Activity:
Please copy out all lines of the entries that contain the word "below".

Source material:
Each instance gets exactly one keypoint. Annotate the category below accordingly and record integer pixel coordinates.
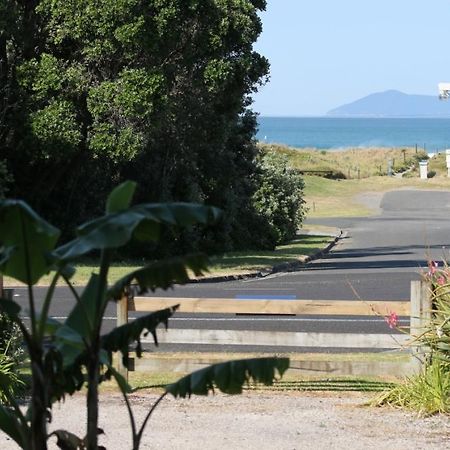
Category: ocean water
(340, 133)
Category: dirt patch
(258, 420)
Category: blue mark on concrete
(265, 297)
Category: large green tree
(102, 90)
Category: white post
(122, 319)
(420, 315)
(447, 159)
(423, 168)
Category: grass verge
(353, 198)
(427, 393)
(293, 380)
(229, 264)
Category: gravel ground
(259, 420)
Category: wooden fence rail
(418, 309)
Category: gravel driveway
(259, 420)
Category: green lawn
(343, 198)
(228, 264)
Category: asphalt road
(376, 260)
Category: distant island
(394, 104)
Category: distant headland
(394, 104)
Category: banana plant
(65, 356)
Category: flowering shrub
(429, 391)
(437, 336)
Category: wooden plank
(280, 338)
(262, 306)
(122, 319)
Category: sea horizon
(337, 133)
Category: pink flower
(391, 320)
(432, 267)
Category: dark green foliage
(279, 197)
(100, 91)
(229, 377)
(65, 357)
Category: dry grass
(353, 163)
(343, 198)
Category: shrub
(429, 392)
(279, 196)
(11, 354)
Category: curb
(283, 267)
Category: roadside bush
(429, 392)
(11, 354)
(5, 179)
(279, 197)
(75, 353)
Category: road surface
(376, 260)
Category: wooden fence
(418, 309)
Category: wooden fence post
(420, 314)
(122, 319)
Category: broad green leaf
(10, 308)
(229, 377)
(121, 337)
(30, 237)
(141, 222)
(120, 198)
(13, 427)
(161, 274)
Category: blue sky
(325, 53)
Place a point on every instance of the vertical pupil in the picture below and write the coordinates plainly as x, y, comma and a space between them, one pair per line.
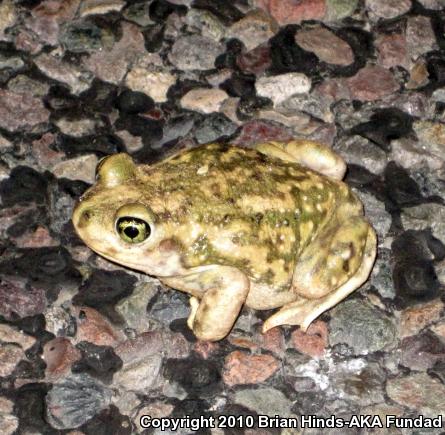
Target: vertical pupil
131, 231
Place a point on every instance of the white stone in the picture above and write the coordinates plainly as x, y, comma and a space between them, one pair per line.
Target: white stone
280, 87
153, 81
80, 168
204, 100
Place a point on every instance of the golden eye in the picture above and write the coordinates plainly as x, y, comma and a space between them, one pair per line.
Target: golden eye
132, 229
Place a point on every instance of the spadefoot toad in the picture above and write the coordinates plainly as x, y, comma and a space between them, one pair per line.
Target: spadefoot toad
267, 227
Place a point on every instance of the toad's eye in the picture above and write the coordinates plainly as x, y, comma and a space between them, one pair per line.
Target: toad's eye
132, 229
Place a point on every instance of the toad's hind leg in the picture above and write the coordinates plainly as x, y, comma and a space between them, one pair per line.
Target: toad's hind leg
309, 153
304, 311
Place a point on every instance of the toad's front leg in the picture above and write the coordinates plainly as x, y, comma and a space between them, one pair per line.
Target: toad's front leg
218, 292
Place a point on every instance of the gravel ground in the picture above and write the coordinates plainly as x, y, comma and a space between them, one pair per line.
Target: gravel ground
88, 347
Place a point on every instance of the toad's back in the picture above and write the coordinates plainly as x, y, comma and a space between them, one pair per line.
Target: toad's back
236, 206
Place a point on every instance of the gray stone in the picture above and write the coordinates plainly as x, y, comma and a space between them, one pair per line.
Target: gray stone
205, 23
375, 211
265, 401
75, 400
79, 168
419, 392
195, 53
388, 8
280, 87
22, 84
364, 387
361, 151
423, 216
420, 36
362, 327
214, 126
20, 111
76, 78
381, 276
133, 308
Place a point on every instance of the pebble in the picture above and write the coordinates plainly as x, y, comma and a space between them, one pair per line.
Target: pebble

==

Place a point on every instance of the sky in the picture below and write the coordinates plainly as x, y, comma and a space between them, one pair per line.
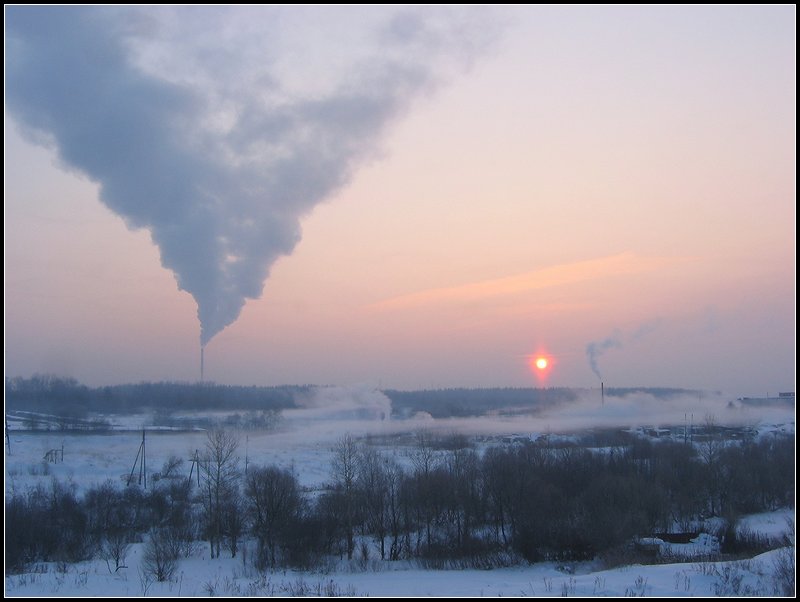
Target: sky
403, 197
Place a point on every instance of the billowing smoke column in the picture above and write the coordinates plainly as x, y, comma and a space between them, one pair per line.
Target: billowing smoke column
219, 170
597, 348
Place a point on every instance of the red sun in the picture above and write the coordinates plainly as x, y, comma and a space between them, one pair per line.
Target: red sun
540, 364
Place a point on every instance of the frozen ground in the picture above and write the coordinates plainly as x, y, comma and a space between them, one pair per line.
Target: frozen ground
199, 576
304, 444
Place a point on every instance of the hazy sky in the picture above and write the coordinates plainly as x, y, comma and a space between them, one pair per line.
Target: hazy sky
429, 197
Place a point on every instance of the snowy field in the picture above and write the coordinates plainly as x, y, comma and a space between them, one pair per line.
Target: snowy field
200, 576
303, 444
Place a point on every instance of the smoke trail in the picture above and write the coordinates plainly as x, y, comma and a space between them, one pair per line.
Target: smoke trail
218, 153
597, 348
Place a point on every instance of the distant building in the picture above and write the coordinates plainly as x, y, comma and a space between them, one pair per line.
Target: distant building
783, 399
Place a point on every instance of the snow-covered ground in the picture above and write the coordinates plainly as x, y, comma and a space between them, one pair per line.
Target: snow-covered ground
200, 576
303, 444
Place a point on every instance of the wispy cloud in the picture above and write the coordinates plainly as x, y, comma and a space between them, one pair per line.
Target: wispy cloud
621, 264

Exercise solution:
Each instance gets exactly one keypoint. Annotate the category below accordingly and record integer pixel coordinates.
Place a point on every instance of the vertical pupil in the picture below and write the coordinates plainly as x, y, comma and a space between them, one pair per line.
Place a point on every instance of the sky in the picture below and write the coordinates plainly as x, y, comma and a space between them, one pair per line.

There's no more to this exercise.